===== MATERIAL SHOWN =====

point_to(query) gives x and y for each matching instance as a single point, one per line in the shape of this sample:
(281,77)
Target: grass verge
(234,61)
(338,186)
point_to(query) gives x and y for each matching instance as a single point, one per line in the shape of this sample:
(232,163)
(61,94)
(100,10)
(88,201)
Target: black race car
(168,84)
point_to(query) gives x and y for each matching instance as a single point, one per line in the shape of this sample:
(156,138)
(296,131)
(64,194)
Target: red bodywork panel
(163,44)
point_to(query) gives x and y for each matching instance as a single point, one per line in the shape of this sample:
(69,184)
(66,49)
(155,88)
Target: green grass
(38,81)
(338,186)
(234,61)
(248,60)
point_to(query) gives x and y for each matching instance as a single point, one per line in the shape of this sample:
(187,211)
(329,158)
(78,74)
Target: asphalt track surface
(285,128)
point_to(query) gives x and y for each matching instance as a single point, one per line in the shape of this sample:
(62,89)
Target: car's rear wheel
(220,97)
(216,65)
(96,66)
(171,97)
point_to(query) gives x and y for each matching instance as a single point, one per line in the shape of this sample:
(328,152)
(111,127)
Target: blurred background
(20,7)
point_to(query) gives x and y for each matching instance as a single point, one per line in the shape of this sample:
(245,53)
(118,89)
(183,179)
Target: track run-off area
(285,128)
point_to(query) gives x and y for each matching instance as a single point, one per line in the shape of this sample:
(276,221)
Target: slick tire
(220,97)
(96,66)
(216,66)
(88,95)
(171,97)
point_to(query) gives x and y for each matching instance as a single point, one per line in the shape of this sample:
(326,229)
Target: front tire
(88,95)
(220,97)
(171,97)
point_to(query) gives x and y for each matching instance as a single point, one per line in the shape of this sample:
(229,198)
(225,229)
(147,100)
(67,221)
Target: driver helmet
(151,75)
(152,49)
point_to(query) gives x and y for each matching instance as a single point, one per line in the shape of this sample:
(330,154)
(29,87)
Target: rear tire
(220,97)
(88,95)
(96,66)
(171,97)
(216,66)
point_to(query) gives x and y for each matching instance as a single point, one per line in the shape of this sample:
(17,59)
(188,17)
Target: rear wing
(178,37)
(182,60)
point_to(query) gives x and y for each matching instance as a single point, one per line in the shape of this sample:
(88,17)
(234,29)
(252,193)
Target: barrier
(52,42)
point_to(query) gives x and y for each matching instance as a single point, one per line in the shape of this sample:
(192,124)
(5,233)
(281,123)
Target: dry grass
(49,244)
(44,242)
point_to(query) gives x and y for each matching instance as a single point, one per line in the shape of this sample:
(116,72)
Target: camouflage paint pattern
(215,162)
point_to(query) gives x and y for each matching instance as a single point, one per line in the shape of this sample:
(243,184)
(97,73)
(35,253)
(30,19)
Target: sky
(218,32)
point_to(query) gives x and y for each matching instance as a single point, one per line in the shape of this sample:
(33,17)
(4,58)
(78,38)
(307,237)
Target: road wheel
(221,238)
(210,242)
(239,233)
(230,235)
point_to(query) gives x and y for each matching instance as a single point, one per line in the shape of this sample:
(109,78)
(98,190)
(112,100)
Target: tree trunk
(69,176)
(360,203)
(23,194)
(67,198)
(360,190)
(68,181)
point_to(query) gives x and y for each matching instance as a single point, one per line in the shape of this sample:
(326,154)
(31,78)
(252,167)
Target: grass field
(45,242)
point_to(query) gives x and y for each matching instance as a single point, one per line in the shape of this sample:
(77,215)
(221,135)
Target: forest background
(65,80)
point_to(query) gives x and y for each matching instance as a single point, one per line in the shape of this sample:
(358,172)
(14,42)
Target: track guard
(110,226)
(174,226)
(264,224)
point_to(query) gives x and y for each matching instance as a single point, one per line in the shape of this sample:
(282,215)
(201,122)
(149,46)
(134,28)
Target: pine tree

=====

### TASK REQUIREMENTS
Please restate the whole listing word for word.

### ANSWER TO THIS PROBLEM
point_to(query) gives x and y for each matching instance as a single point, one per line in the shape of this sample:
(281,77)
Target: grass verge
(234,61)
(338,186)
point_to(query) gives x and y for each matching instance as a single point, one per line in the shape of this sample:
(232,163)
(61,94)
(100,10)
(88,201)
Target: black race car
(168,84)
point_to(query) gives x and y for each matching instance as a single point, one per line in the shape of this sample:
(156,138)
(296,131)
(64,194)
Target: red bodywork panel
(163,44)
point_to(query) gives x and y for each matching instance as a single point, one per line in the shape of this sample:
(69,184)
(66,49)
(155,88)
Target: green grass
(38,81)
(338,186)
(234,61)
(248,60)
point_to(query) gives x and y for each matching instance as a single point, one per line in the shape of this sample:
(187,211)
(329,158)
(78,74)
Target: asphalt track surface
(285,128)
point_to(query) gives x and y for each matching instance as a single point, one per line in the shape of this sample:
(62,89)
Target: car's rear wheel
(220,97)
(216,65)
(96,66)
(171,97)
point_to(query) gives x and y for each matching instance as a single point, one per line in the shape of this sample:
(328,152)
(111,127)
Target: blurred background
(20,7)
point_to(query) gives x and y for each matching instance as a single point, one per line in the shape of this sample:
(245,53)
(118,89)
(183,179)
Target: track run-off area
(285,128)
point_to(query) gives x and y for each matching instance as a single point, one per line in the shape of this sample:
(276,221)
Target: slick tire
(220,97)
(96,66)
(216,66)
(88,95)
(171,97)
point_to(query) gives x and y for each matching instance as a single point, one per line in the shape of this sample:
(326,229)
Target: front tire
(88,95)
(220,97)
(171,97)
point_to(query) gives x and y for each matching instance as a single point, one per line in the shape of this sample:
(229,198)
(225,229)
(147,100)
(67,221)
Target: driver helmet
(151,75)
(152,49)
point_to(query) gives x and y for each matching instance as a single point, one per line in the shape of this sample:
(330,154)
(29,87)
Target: rear tire
(220,97)
(88,95)
(96,66)
(171,97)
(216,66)
point_to(query) gives x and y for each matching instance as a single point, one per line in the shape of this sample:
(17,59)
(188,17)
Target: rear wing
(178,37)
(182,60)
point_to(query) gives x and y for each matching instance as a single point, one per line in the shape of this sample:
(88,17)
(234,29)
(252,193)
Target: barrier
(52,42)
point_to(query) gives x and y for each matching instance as a single point, one per line in the shape of this sample:
(192,124)
(5,233)
(281,123)
Target: dry grass
(49,244)
(44,242)
point_to(query) gives x and y for each matching instance as a single point, one per line in the shape of this sample:
(116,72)
Target: camouflage paint pattern
(215,162)
point_to(query) gives x and y for each matching instance as a single point, one per line in the shape of this sample:
(243,184)
(97,73)
(35,253)
(30,19)
Target: sky
(218,32)
point_to(query) gives x and y for each matching instance as a single point, one per line in the shape of this sample:
(33,17)
(4,58)
(78,38)
(307,237)
Target: road wheel
(221,238)
(210,242)
(239,233)
(230,235)
point_to(query) gives x and y for each matching instance as a single point, one per line in the shape of this sample:
(109,78)
(98,190)
(112,100)
Target: tree trunk
(69,176)
(360,203)
(23,194)
(67,198)
(360,190)
(68,181)
point_to(query) gives x and y for each matching instance as a single point, one per line in the shape of this sample:
(326,154)
(31,78)
(252,167)
Target: grass field
(45,242)
point_to(query) gives x and y for each matching instance as a single point, one per line in the shape of this sample:
(77,215)
(221,135)
Target: forest background
(65,80)
point_to(query) gives x and y for each matching instance as a single point, one per line in the shape of this sample:
(358,172)
(14,42)
Target: track guard
(110,226)
(174,226)
(264,224)
point_to(query) gives x and y for each matching instance as a single point, one per line in the shape of this sample:
(282,215)
(201,122)
(149,46)
(134,28)
Target: pine tree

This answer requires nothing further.